:: Exercise directions ::
Please write out all of the data below exactly, without including the pictures.

:: Source records ::

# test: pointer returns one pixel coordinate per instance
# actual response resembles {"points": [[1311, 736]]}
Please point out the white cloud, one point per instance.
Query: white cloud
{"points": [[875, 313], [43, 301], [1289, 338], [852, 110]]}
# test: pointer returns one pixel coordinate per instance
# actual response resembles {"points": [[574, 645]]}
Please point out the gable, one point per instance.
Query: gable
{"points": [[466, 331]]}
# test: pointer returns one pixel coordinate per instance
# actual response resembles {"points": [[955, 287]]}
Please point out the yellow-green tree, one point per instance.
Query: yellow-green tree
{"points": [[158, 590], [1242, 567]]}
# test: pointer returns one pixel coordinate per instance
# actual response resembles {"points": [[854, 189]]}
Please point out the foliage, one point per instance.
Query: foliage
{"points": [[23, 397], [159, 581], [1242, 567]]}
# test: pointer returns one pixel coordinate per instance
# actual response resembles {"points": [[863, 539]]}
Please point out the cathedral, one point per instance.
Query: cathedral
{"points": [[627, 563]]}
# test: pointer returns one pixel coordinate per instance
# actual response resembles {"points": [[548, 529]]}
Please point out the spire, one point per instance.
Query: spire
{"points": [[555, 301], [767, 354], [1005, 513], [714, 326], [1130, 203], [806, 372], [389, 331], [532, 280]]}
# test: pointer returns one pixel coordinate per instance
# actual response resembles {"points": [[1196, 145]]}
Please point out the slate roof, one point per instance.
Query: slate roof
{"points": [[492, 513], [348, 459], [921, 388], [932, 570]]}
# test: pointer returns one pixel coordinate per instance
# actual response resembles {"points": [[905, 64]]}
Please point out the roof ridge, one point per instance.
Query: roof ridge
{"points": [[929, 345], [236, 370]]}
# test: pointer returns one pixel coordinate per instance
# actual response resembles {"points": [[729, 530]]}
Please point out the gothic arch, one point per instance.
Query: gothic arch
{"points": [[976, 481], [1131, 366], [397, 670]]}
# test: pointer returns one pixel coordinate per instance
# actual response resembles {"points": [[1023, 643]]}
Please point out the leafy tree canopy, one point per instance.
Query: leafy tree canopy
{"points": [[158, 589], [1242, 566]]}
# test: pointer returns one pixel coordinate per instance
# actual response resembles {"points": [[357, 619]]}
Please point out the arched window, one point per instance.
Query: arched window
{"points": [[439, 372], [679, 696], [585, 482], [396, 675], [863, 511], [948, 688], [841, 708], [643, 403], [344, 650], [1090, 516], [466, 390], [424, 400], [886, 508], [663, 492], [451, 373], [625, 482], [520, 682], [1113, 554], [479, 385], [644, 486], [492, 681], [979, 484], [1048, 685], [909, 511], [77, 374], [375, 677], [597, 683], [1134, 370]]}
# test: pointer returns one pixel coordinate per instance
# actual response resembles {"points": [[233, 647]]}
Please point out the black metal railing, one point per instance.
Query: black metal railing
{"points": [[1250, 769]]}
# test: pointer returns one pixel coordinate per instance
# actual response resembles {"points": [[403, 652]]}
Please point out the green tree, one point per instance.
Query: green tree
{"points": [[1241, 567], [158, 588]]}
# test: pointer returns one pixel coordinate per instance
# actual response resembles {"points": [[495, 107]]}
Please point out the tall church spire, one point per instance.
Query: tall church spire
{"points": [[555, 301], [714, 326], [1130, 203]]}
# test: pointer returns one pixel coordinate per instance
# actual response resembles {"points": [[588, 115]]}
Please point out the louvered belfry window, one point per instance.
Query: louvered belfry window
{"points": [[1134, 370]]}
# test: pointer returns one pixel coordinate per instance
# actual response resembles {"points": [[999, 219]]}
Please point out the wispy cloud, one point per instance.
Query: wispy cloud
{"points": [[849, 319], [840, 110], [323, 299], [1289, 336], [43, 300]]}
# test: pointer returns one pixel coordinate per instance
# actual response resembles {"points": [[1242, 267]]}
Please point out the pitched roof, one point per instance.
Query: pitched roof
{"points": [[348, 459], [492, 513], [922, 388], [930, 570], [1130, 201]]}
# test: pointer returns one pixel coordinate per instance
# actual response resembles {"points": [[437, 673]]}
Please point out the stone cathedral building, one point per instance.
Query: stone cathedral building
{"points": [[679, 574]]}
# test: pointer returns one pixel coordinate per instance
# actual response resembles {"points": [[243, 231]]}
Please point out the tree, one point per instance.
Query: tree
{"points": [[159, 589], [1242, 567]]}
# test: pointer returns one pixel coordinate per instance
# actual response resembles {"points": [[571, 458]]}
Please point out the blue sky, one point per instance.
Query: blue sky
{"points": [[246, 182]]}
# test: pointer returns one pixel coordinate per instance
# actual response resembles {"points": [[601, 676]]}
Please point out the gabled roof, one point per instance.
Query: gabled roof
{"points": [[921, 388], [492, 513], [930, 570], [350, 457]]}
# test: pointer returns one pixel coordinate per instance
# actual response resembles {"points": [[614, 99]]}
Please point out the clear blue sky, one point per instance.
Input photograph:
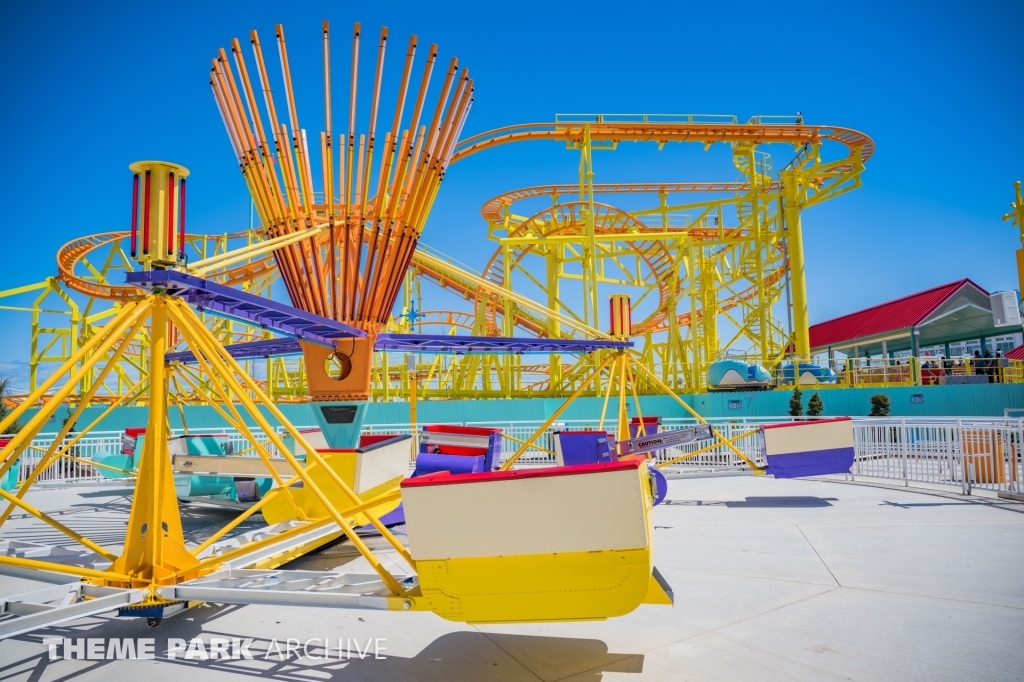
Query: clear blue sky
{"points": [[89, 87]]}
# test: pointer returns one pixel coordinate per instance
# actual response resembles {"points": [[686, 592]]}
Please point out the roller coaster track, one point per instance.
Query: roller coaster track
{"points": [[492, 210]]}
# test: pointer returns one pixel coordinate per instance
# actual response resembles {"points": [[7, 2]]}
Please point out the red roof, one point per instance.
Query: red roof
{"points": [[900, 313]]}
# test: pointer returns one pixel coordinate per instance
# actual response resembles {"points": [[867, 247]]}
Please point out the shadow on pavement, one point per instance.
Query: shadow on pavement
{"points": [[474, 655], [779, 502]]}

:: Solved problem ::
# test: pointer returns one pixel coordinate per instance
# actual response resembles {"points": [[1311, 736]]}
Please point out the white cloud, one point per instance.
Query: white cloud
{"points": [[875, 313], [43, 301], [1289, 338], [852, 110]]}
# test: pointer returns one pixel coordinate per instance
# actual response resembles {"points": [[574, 645]]}
Please point out the gable, one point per instance.
Query: gable
{"points": [[466, 331]]}
# test: pointer returns one pixel coordinate per instance
# actual response resembles {"points": [[955, 287]]}
Please point out the yellow-green tree, one point per instance.
Query: yellow-green tree
{"points": [[158, 590], [1242, 567]]}
# test: pointer returns one pixel coordinate per instance
# actual response resembles {"points": [[854, 189]]}
Please point out the foliage, one point per instance.
Query: foliage
{"points": [[23, 397], [159, 581], [1242, 567]]}
# test: pointer returns one pixel coordinate per instance
# actual response resembles {"points": [[863, 539]]}
Please point out the cathedral, one point per instance.
Query: cathedral
{"points": [[627, 563]]}
# test: pointer returns one pixel coordinate per instance
# actual response resembles {"points": [[548, 529]]}
Please point out the spire, one point per instance.
Query: spire
{"points": [[555, 301], [767, 354], [1005, 513], [714, 326], [1130, 203], [806, 372], [389, 331], [532, 280]]}
# test: pointer returns one pixel coordinate per instance
# actual response resembles {"points": [[1196, 145]]}
Please point out the slate roof, one point per instance.
Query: slate roof
{"points": [[492, 513], [348, 459], [921, 388], [932, 570]]}
# test: pointer returns one pixel coordinate per instance
# actual response resembles {"points": [[905, 64]]}
Please point out the roof ridge, one point per instance.
Query: roof ridge
{"points": [[929, 345], [236, 370]]}
# test: pointer returns one pixel coordinate per instance
# actual response resembles {"points": [[729, 530]]}
Please point out the gothic arch, one point per instance.
Query: gothic arch
{"points": [[976, 481], [1131, 366], [397, 670]]}
# test: pointer returns one pixel coordinate per instance
# actual response resembles {"points": [[1023, 643]]}
Please point out the leafy tree canopy, one point per instance.
Query: leafy tree canopy
{"points": [[158, 589], [1242, 566]]}
# test: pointer returns one pixel coordinate per instance
# actual response resembles {"points": [[357, 619]]}
Please point out the arched window, one point per instance.
Query: arched window
{"points": [[439, 372], [679, 696], [585, 482], [396, 675], [863, 511], [948, 688], [841, 708], [643, 403], [344, 650], [1090, 516], [466, 390], [424, 400], [886, 508], [663, 492], [451, 373], [625, 482], [520, 682], [1113, 554], [479, 385], [644, 486], [492, 681], [979, 484], [1048, 685], [909, 511], [77, 374], [375, 677], [597, 683], [1134, 370]]}
# test: pointer returns one pixel coordinate per instance
# actual response resembles {"points": [[233, 647]]}
Please point out the black metal railing, one point per instance.
Query: black metal railing
{"points": [[1250, 769]]}
# test: pointer returns one pixel coordinate per instance
# actual response resembles {"points": [[403, 652]]}
Please point out the green tree, one point per instance.
Query: green tree
{"points": [[1241, 567], [158, 588]]}
# test: pointer returns one pixel coordinate per instance
# actual response resembles {"points": [[495, 107]]}
Please point out the tall church spire, one point per instance.
Query: tall church spire
{"points": [[555, 301], [714, 326], [1130, 203]]}
# test: pointer returns one pixel coordinate per instance
# actual response resembles {"points": [[588, 115]]}
Please point out the louvered belfry window, one point per instance.
Query: louvered belfry window
{"points": [[1134, 370]]}
# test: pointer returns one pixel coordinate per instance
# actual response resembles {"points": [[999, 219]]}
Please point out the wispy cloud, one point per instance.
Query: wispy cloud
{"points": [[849, 319], [840, 110], [323, 299], [1289, 336], [43, 300]]}
# test: pointer returns one pixel coordinate per instance
# actual response resembles {"points": [[1242, 267]]}
Please point out the pitched roof, one point per instance.
Query: pitched roof
{"points": [[348, 459], [492, 513], [922, 388], [930, 570], [1130, 201]]}
# test: pointer returns one pixel coordinate per instance
# actual response resembles {"points": [[437, 673]]}
Please point out the stone cathedral building, one point per instance.
Query: stone cathedral building
{"points": [[679, 574]]}
# test: pointer returns one pixel coordinate per instance
# actual response resembles {"points": [[243, 231]]}
Please point out the tree, one point per instance.
Query: tree
{"points": [[159, 589], [1242, 567]]}
# test: pointer returns one pixel coordinate per instance
# actual response resembles {"points": [[571, 458]]}
Please point out the blue sky, one point per instance.
Query: blue sky
{"points": [[246, 182]]}
# test: pointer returns one pixel coordinate per instance
# actual response resembles {"points": [[601, 676]]}
Please point out the gabled roof, one point per instance.
Query: gabled roof
{"points": [[921, 388], [492, 513], [930, 570], [350, 457]]}
# test: pointer returns one pixel coordinate per instance
# actual response resembles {"points": [[614, 99]]}
Please point out the clear blue sky, one point per instance.
Input photograph:
Query: clear blue sky
{"points": [[89, 87]]}
# test: pointer returns one pixel coordinate per instance
# actual response resembles {"points": [[686, 592]]}
Please point out the roller coaster track, one point per instance.
Query: roller coaster track
{"points": [[492, 210]]}
# test: pointer returns one pixel coordinate per instance
# actual response resembles {"points": [[7, 2]]}
Please point out the red roof, one point per instance.
Query: red roof
{"points": [[900, 313]]}
# test: pointer returns one pixel coordinate per instance
# actual response resembles {"points": [[867, 247]]}
Please point out the shadow on pavement, one point per instance.
Query: shadow on pavement
{"points": [[474, 655], [779, 502]]}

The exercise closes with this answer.